--- start of Information shown ---

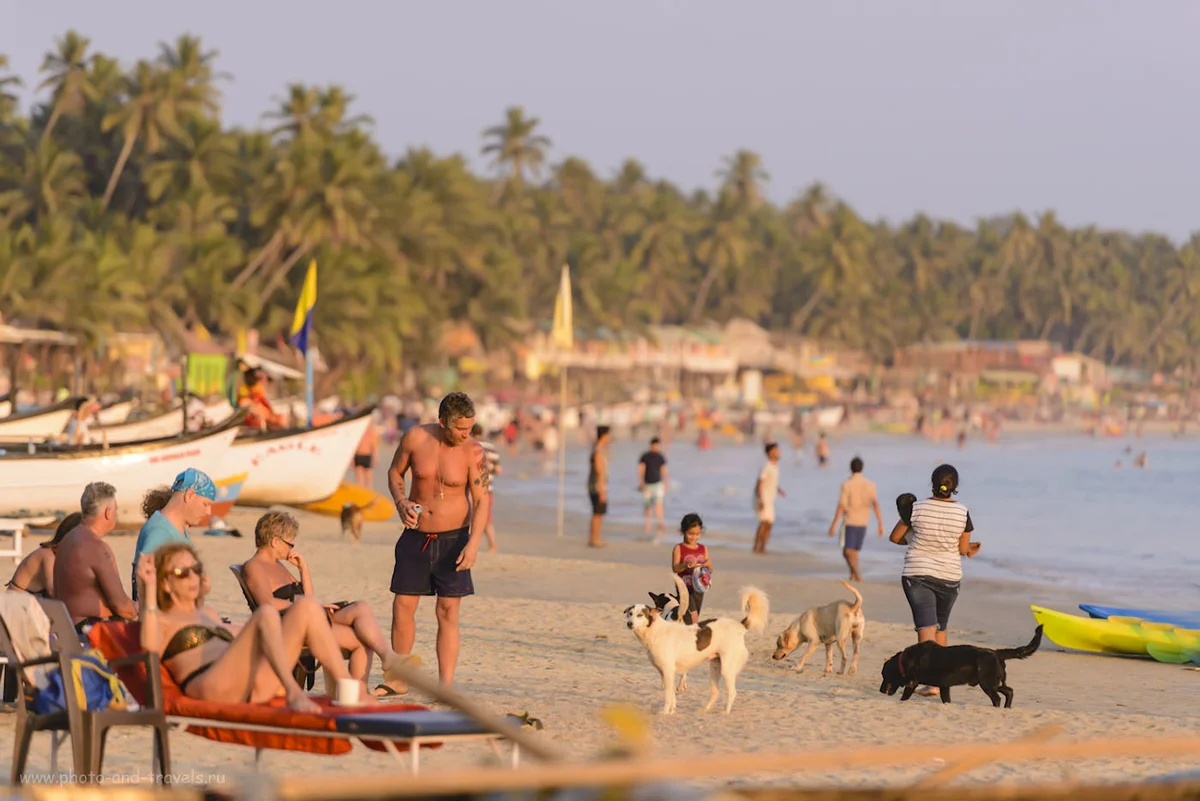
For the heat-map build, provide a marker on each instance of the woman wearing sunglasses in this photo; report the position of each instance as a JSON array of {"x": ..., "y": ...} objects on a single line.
[
  {"x": 273, "y": 584},
  {"x": 220, "y": 662}
]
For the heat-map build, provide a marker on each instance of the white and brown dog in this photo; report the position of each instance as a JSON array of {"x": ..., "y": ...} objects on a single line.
[
  {"x": 831, "y": 624},
  {"x": 676, "y": 648}
]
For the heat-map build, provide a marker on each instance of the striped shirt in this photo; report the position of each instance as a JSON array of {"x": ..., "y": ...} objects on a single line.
[
  {"x": 934, "y": 540},
  {"x": 493, "y": 458}
]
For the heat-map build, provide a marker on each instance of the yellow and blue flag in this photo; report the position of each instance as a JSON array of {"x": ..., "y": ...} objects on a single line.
[
  {"x": 301, "y": 324},
  {"x": 563, "y": 331}
]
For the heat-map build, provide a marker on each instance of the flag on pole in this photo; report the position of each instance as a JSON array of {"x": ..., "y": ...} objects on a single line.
[
  {"x": 563, "y": 333},
  {"x": 301, "y": 324}
]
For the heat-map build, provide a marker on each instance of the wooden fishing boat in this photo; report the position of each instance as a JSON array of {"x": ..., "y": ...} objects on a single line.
[
  {"x": 39, "y": 425},
  {"x": 295, "y": 467},
  {"x": 51, "y": 480},
  {"x": 115, "y": 414},
  {"x": 169, "y": 423}
]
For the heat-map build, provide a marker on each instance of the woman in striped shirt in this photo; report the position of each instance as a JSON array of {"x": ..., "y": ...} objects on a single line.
[{"x": 939, "y": 536}]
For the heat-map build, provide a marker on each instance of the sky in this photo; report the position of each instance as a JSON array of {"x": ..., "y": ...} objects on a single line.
[{"x": 960, "y": 109}]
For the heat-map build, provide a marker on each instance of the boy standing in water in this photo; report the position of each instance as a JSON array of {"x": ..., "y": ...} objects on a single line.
[
  {"x": 765, "y": 492},
  {"x": 856, "y": 501}
]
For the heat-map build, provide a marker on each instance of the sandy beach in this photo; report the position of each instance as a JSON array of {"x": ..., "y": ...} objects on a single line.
[{"x": 545, "y": 634}]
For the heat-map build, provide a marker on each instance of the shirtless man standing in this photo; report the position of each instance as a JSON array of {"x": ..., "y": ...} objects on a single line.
[{"x": 439, "y": 543}]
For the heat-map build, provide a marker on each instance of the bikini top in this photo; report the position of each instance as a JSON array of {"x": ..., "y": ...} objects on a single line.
[
  {"x": 289, "y": 591},
  {"x": 190, "y": 637}
]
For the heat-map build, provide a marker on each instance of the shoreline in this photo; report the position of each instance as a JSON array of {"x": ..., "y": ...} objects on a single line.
[{"x": 545, "y": 633}]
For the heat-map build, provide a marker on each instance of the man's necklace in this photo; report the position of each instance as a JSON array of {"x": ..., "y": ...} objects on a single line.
[{"x": 442, "y": 493}]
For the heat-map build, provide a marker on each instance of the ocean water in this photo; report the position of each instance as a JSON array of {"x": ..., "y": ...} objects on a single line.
[{"x": 1048, "y": 509}]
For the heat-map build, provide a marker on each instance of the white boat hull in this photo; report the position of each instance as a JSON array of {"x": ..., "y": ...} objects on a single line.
[
  {"x": 829, "y": 416},
  {"x": 295, "y": 468},
  {"x": 168, "y": 425},
  {"x": 48, "y": 483},
  {"x": 115, "y": 414},
  {"x": 36, "y": 426}
]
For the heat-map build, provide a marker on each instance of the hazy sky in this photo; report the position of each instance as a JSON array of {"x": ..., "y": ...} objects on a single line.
[{"x": 963, "y": 108}]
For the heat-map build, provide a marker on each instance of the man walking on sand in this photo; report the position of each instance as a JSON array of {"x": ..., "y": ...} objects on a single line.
[
  {"x": 652, "y": 480},
  {"x": 856, "y": 501},
  {"x": 598, "y": 485},
  {"x": 765, "y": 492},
  {"x": 444, "y": 515}
]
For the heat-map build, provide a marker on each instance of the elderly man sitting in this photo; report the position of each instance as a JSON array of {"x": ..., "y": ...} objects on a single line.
[
  {"x": 85, "y": 577},
  {"x": 191, "y": 504}
]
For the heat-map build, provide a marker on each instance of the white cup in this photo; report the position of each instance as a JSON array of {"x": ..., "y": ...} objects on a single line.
[{"x": 348, "y": 692}]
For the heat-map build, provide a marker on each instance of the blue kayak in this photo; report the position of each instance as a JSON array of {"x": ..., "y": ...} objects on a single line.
[{"x": 1181, "y": 619}]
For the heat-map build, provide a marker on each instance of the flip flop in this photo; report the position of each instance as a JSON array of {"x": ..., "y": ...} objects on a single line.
[
  {"x": 532, "y": 722},
  {"x": 411, "y": 661},
  {"x": 385, "y": 693}
]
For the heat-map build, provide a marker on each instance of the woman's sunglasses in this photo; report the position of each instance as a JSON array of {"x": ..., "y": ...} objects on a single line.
[{"x": 184, "y": 572}]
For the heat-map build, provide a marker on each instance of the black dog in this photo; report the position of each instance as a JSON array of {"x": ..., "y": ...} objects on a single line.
[{"x": 943, "y": 667}]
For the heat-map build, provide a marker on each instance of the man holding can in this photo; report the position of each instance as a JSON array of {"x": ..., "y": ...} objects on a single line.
[{"x": 444, "y": 513}]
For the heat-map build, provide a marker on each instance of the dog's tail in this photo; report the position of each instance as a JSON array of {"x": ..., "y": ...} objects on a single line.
[
  {"x": 858, "y": 598},
  {"x": 1023, "y": 652},
  {"x": 684, "y": 597},
  {"x": 756, "y": 608}
]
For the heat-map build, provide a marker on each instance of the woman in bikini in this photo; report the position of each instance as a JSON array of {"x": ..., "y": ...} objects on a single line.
[
  {"x": 271, "y": 584},
  {"x": 220, "y": 662},
  {"x": 35, "y": 573}
]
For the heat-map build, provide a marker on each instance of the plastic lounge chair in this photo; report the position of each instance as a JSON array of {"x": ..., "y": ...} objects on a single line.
[
  {"x": 87, "y": 729},
  {"x": 306, "y": 666},
  {"x": 394, "y": 728}
]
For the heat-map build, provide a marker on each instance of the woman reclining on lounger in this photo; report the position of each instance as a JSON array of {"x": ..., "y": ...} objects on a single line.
[
  {"x": 219, "y": 662},
  {"x": 271, "y": 584}
]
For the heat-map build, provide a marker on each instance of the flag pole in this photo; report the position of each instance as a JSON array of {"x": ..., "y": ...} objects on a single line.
[
  {"x": 562, "y": 335},
  {"x": 562, "y": 445},
  {"x": 307, "y": 383}
]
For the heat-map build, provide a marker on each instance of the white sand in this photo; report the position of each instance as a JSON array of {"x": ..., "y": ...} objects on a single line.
[{"x": 546, "y": 634}]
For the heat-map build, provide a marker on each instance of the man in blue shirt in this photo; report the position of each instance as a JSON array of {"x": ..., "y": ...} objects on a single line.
[{"x": 191, "y": 504}]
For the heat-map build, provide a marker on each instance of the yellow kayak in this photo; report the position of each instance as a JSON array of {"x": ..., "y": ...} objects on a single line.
[
  {"x": 376, "y": 509},
  {"x": 1126, "y": 636}
]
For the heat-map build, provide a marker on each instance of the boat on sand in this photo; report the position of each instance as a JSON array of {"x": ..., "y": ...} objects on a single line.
[
  {"x": 39, "y": 425},
  {"x": 51, "y": 480},
  {"x": 298, "y": 465}
]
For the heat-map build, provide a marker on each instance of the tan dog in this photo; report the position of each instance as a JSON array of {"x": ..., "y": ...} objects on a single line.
[
  {"x": 352, "y": 522},
  {"x": 829, "y": 624}
]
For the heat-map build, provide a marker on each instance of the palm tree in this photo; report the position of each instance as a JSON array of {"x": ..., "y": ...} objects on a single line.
[
  {"x": 7, "y": 83},
  {"x": 515, "y": 148},
  {"x": 156, "y": 106},
  {"x": 743, "y": 176},
  {"x": 67, "y": 78},
  {"x": 48, "y": 181}
]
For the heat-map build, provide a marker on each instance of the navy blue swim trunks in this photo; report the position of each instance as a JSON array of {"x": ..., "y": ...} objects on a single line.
[{"x": 426, "y": 564}]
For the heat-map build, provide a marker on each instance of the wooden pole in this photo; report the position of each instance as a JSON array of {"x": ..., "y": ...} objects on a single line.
[
  {"x": 562, "y": 447},
  {"x": 185, "y": 389},
  {"x": 640, "y": 771}
]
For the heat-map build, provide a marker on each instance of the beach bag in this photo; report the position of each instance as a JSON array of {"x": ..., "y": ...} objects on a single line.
[{"x": 94, "y": 684}]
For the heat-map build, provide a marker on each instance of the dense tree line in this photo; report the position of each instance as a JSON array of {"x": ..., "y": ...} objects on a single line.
[{"x": 126, "y": 204}]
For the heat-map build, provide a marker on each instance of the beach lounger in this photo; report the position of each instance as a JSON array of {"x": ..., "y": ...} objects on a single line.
[
  {"x": 306, "y": 666},
  {"x": 87, "y": 729},
  {"x": 391, "y": 728}
]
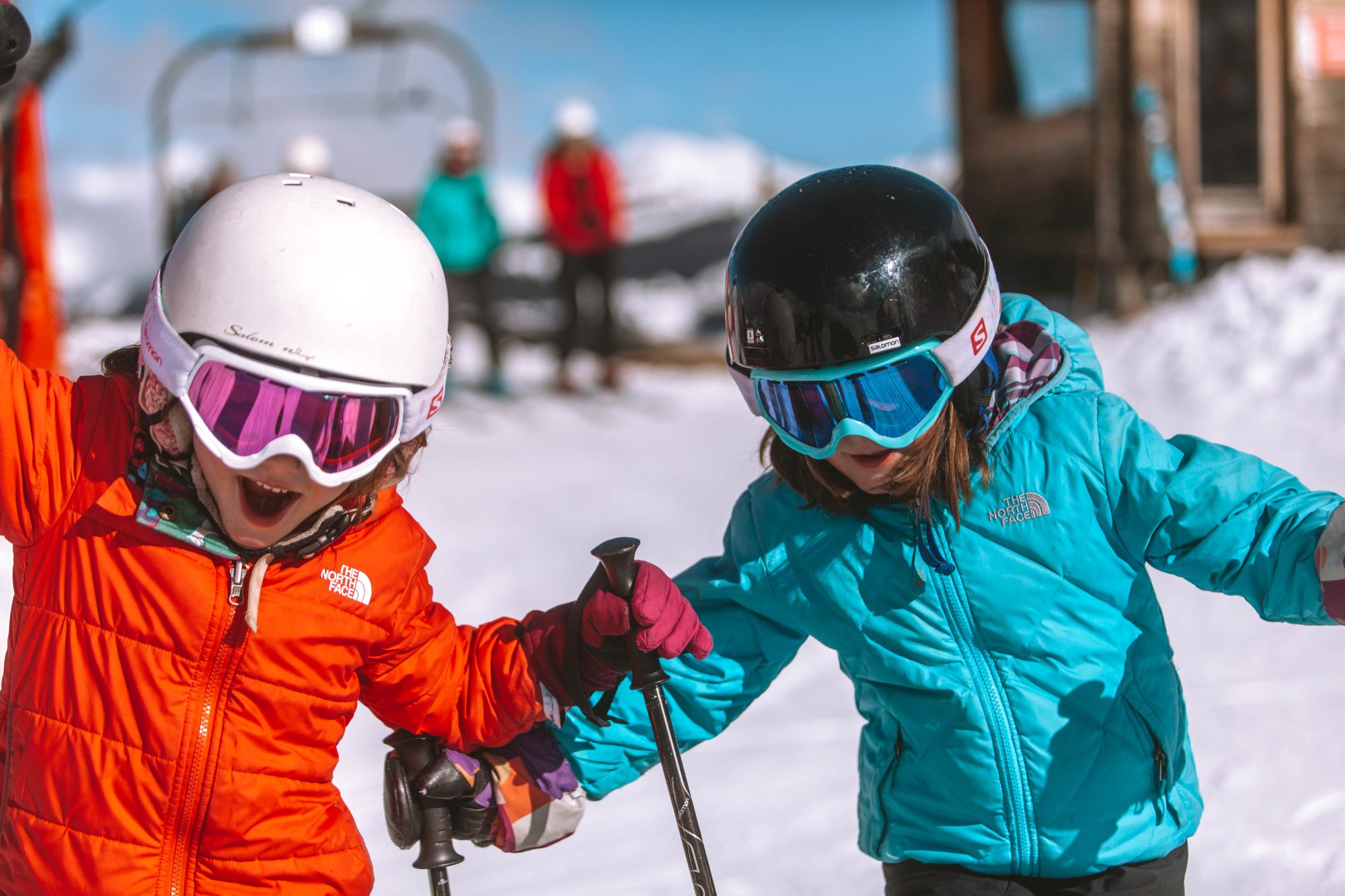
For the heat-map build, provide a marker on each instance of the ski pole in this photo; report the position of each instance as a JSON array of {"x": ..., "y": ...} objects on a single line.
[
  {"x": 436, "y": 825},
  {"x": 648, "y": 677}
]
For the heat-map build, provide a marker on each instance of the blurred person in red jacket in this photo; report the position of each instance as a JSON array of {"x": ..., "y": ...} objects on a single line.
[{"x": 584, "y": 221}]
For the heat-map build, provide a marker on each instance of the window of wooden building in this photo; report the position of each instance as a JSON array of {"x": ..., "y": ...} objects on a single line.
[
  {"x": 1233, "y": 120},
  {"x": 1051, "y": 49}
]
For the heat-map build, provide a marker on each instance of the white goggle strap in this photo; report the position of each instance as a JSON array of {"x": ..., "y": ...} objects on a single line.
[
  {"x": 166, "y": 354},
  {"x": 964, "y": 350},
  {"x": 171, "y": 360},
  {"x": 960, "y": 353},
  {"x": 423, "y": 405},
  {"x": 744, "y": 382}
]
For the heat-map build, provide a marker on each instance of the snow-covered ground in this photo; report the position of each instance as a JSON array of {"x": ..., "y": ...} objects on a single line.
[{"x": 516, "y": 493}]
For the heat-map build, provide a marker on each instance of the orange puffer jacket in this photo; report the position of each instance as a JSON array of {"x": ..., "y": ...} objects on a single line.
[{"x": 153, "y": 744}]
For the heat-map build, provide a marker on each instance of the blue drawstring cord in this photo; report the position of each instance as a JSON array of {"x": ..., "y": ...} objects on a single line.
[{"x": 929, "y": 551}]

--- end of Information shown ---

### Stated task
Output an exact copy of the lines beginning at the one that holds "of the orange" and running through the final line of the records.

### Solved exercise
For the heat-map build, provide a marker on each instance of the orange puffer jacket in this photo; report the position of each instance as a JSON array of {"x": ..., "y": ...} objects on a single line.
[{"x": 153, "y": 744}]
For the heat-map build, provide a marker on each instance of the blue drawstring cord in this photo; report the position of each instance as a JSON array of {"x": ..., "y": ...} objects on a single line.
[{"x": 929, "y": 551}]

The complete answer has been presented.